- INFORMATION PROVIDED
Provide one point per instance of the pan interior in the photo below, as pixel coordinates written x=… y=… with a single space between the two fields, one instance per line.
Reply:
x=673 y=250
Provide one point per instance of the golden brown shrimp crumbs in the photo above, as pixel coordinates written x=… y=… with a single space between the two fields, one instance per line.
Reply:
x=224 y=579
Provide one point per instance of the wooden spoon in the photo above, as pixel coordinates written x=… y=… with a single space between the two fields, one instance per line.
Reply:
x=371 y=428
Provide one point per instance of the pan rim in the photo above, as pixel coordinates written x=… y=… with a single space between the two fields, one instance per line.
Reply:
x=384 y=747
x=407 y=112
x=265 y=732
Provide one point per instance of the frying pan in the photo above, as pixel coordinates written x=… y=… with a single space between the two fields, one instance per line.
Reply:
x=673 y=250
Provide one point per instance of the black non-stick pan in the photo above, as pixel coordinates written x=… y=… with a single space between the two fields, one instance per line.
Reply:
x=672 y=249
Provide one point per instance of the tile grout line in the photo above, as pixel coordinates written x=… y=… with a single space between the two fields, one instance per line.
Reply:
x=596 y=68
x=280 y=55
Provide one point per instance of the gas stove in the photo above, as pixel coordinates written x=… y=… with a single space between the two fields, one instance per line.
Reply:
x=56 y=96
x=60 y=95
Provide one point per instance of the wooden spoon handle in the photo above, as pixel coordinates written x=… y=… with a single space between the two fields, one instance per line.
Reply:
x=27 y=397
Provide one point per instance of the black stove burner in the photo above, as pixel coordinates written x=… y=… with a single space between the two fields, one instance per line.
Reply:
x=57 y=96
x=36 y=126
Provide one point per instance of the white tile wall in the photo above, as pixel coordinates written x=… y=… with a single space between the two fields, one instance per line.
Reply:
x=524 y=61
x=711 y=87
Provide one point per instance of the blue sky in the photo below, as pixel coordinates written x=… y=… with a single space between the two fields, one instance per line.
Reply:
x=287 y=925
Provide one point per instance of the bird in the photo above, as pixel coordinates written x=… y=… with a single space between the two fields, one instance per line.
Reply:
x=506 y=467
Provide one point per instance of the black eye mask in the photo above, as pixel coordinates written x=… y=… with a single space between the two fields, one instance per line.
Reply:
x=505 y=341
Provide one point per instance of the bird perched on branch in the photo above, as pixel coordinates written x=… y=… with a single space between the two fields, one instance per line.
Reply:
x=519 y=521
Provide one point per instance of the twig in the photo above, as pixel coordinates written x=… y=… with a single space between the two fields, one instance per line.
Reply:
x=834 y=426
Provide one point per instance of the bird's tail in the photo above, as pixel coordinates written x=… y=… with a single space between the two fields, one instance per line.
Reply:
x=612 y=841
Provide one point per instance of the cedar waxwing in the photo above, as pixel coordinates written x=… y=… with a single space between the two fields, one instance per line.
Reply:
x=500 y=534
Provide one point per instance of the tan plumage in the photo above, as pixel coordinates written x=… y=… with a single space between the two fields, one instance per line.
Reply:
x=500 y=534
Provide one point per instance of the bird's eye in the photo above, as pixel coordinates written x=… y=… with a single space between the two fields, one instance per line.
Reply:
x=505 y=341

* * *

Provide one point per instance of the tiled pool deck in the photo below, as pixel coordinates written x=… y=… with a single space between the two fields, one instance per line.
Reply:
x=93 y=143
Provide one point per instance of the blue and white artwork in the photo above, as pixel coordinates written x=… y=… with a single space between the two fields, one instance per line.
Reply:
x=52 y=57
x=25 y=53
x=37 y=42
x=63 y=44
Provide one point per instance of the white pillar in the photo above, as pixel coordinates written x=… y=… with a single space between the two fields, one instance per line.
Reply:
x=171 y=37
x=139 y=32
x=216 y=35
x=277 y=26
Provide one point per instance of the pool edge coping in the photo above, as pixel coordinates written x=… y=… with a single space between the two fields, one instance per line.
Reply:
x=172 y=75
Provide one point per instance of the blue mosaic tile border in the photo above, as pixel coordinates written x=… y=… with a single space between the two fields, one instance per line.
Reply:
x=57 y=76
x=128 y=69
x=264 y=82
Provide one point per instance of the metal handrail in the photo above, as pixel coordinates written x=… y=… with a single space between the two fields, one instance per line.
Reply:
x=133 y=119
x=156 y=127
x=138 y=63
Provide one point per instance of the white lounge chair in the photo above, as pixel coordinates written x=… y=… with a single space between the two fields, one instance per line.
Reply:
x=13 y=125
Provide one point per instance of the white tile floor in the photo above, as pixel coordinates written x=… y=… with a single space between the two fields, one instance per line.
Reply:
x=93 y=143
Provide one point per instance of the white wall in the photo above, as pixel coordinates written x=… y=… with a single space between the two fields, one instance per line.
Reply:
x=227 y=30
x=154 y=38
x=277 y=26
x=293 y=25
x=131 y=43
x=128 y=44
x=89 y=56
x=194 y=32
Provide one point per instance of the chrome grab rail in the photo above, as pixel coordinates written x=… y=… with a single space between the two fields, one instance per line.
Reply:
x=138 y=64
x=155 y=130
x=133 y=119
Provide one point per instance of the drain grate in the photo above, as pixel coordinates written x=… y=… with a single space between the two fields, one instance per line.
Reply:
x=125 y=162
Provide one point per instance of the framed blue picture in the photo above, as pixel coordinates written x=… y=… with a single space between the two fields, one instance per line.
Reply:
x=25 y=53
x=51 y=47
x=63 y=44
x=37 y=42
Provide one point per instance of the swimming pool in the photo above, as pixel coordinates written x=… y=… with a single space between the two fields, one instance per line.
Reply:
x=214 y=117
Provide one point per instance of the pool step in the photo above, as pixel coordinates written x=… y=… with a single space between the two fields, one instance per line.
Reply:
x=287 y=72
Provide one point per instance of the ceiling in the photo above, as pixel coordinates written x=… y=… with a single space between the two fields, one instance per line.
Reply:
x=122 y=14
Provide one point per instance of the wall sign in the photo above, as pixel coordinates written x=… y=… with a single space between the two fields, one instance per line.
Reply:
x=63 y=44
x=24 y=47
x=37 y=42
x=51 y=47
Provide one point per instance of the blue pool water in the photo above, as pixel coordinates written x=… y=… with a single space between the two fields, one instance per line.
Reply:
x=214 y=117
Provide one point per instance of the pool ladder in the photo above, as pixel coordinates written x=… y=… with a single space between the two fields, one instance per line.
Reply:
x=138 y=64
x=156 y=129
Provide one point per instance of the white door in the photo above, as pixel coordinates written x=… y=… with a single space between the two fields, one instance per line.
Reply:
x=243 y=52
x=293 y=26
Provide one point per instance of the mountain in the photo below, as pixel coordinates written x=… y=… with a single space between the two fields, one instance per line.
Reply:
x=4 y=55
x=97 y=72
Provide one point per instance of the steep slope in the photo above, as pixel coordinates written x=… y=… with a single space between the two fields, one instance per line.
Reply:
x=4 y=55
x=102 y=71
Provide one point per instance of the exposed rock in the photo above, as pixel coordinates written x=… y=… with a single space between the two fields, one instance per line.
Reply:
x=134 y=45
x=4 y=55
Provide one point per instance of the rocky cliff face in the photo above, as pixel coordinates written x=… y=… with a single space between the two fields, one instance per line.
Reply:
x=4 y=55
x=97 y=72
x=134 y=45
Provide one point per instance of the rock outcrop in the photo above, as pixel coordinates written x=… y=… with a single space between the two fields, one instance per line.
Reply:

- WHAT THE TASK ASKS
Print the lines from the one containing "Provide one point per instance of the wooden spoon in" through the one containing "x=371 y=428", both included, word for word and with nothing else.

- COMPLETE RESPONSE
Provide one point per instance of the wooden spoon in the photo above, as pixel coordinates written x=… y=… with a single space between the two fields, one instance per line.
Reply:
x=371 y=428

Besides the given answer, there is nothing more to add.